● **Text to read**
-=-=-=-=-

While it was inconvenient, I did have to laugh at the situation. I should have taken pictures; it would make my story that much more compelling.
 
In an effort to lighten the mood in the teachers lounge at lunchtime, I thought to share my evening's story. In attendance were three other teachers - two of whom have raised children, and one who has never had children.
 
I received laughs, giggles, and tales from the other mothers as to what their children used to do to their rooms while unsupervised - paint, powder, and poop were all used as artistic mediums.
 
However, the woman who had never had children of her own looked appalled and disgusted.
 
"And what exactly was he thinking?" she asked, shaking her head disapprovingly.
 
"He wasn't. He's three," I answered.
 
"Well, I know that, but what was his thought process? He must have had one," she begged.
 
"Like I said, he's three. There was no thought process. He's three," I repeated once more for good measure.
 
"Ugh, the joys of motherhood, I suppose," she lamented.
 
And the conversation ended there.
 
So, I got to thinking.
 
What had his thought process been? I'm sure my sweet, little, three-year old boy didn't lie awake at night, plotting ways to make my day busier. I'm sure he didn't think to himself, "Wow, my mommy and daddy don't have enough to do, and my room sure could use a cleaning, so let me find the finest substance around that would be the hardest to clean out of carpets and spread it around like snow."
 
My little man's actions weren't malicious, mean, or vindictive. There was no ulterior motive. There was no revenge. No malice. No hatred. There was no other thought process, other than, "Wow, this is fun." So, while it was inconvenient and landed him in time out with a stern talking to, my heart was melted when upon cleaning the room I had found a spot where he, himself, had tried to begin cleaning his mess.
 
All I can determine from my co-worker's indignant response is that really, deep down, somewhere, she's envious of the family I have, the memories we are creating, and the laughs that we share. And I'm sorry for her that she'll never experience paint, poop, or powder. But more importantly, I'm sad she'll never enjoy all the joys of motherhood.

-=-=-=-=-

● **Supplied information**

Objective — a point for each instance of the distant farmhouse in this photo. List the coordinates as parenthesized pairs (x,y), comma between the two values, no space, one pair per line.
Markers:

-=-=-=-=-

● **Given request A**
In the motherhood story, how many other teachers were in the lounge at lunchtime?
● **Given request B**
Change "revenge" to "spite" in the motherhood story's passage that opens with "And the conversation" and closes with "cleaning his mess.", and write out the whole passage.
The listing comes from a different source than the motherhood story.

● **Task solution A**
Three: two who had raised children and one who had never had children.

● **Task solution B**
And the conversation ended there.
 
So, I got to thinking.
 
What had his thought process been? I'm sure my sweet, little, three-year old boy didn't lie awake at night, plotting ways to make my day busier. I'm sure he didn't think to himself, "Wow, my mommy and daddy don't have enough to do, and my room sure could use a cleaning, so let me find the finest substance around that would be the hardest to clean out of carpets and spread it around like snow."
 
My little man's actions weren't malicious, mean, or vindictive. There was no ulterior motive. There was no spite. No malice. No hatred. There was no other thought process, other than, "Wow, this is fun." So, while it was inconvenient and landed him in time out with a stern talking to, my heart was melted when upon cleaning the room I had found a spot where he, himself, had tried to begin cleaning his mess.